Point labeling entries →

--- Start ---

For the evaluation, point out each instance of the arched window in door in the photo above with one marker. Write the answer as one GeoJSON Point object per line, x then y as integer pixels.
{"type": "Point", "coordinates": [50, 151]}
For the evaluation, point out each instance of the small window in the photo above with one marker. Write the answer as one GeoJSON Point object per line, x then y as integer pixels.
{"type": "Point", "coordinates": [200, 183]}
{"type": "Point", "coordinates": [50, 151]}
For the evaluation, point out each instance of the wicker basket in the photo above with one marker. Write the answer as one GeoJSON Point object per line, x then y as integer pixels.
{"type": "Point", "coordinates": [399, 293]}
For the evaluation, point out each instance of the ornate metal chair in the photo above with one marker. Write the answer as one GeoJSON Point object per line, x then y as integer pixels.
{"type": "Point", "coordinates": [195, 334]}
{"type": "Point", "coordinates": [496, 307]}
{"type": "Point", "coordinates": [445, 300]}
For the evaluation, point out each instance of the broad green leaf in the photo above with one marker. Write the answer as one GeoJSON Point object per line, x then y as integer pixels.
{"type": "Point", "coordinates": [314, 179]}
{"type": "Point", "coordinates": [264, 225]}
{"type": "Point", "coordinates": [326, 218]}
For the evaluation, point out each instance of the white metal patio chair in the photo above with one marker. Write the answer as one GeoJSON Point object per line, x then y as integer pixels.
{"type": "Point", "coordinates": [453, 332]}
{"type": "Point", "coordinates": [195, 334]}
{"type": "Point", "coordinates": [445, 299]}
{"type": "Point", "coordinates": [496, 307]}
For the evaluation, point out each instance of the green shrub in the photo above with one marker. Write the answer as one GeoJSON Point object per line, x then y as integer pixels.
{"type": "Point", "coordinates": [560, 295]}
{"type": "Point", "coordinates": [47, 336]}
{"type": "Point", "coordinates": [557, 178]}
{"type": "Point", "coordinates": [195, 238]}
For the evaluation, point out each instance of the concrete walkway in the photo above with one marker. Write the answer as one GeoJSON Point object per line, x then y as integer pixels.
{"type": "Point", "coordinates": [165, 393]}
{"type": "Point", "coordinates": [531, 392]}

--- End ---

Quote every line of the entries above without any change.

For the evaluation, point out each instance of the arched window in door in the photo above with one marker. Write the answer as one GeoJSON Point object per line, x then y as integer pixels.
{"type": "Point", "coordinates": [50, 151]}
For the evaluation, point out each instance of the small window in the photo above with one marker. Write the answer as one GeoJSON Point object per line, x then y as integer pixels.
{"type": "Point", "coordinates": [200, 183]}
{"type": "Point", "coordinates": [50, 151]}
For the evaluation, point out each instance of the wicker basket in the photo above with one marker. Write the answer as one GeoJSON Point object per line, x then y as integer pixels.
{"type": "Point", "coordinates": [399, 293]}
For the evaluation, point out each instance of the ornate metal chair in the photo above with one marker. Write the answer as one GeoJSON Point object per line, x then y as integer pixels.
{"type": "Point", "coordinates": [195, 334]}
{"type": "Point", "coordinates": [496, 307]}
{"type": "Point", "coordinates": [445, 300]}
For the evaluation, point out each instance of the broad green leaf in the photo above with one marker. Write the answer as one GeoJSON Point object per line, x then y as integer pixels.
{"type": "Point", "coordinates": [314, 179]}
{"type": "Point", "coordinates": [264, 225]}
{"type": "Point", "coordinates": [326, 218]}
For the evaluation, point out each instance of the white metal patio chair in the photo above with one marker. Write the answer as one GeoJSON Point object per line, x then y as integer pixels.
{"type": "Point", "coordinates": [453, 332]}
{"type": "Point", "coordinates": [195, 334]}
{"type": "Point", "coordinates": [445, 299]}
{"type": "Point", "coordinates": [496, 307]}
For the evaluation, point out each instance of the green shrub in the photo above with one marker. Write the answer as one GeoJSON Point object per line, x then y as integer pixels.
{"type": "Point", "coordinates": [560, 295]}
{"type": "Point", "coordinates": [47, 336]}
{"type": "Point", "coordinates": [557, 178]}
{"type": "Point", "coordinates": [195, 238]}
For the evaluation, point out each instance of the concrete walkway in the photo above with one marker. Write the answer as one GeoJSON Point object per line, x then y as integer pixels.
{"type": "Point", "coordinates": [165, 393]}
{"type": "Point", "coordinates": [531, 392]}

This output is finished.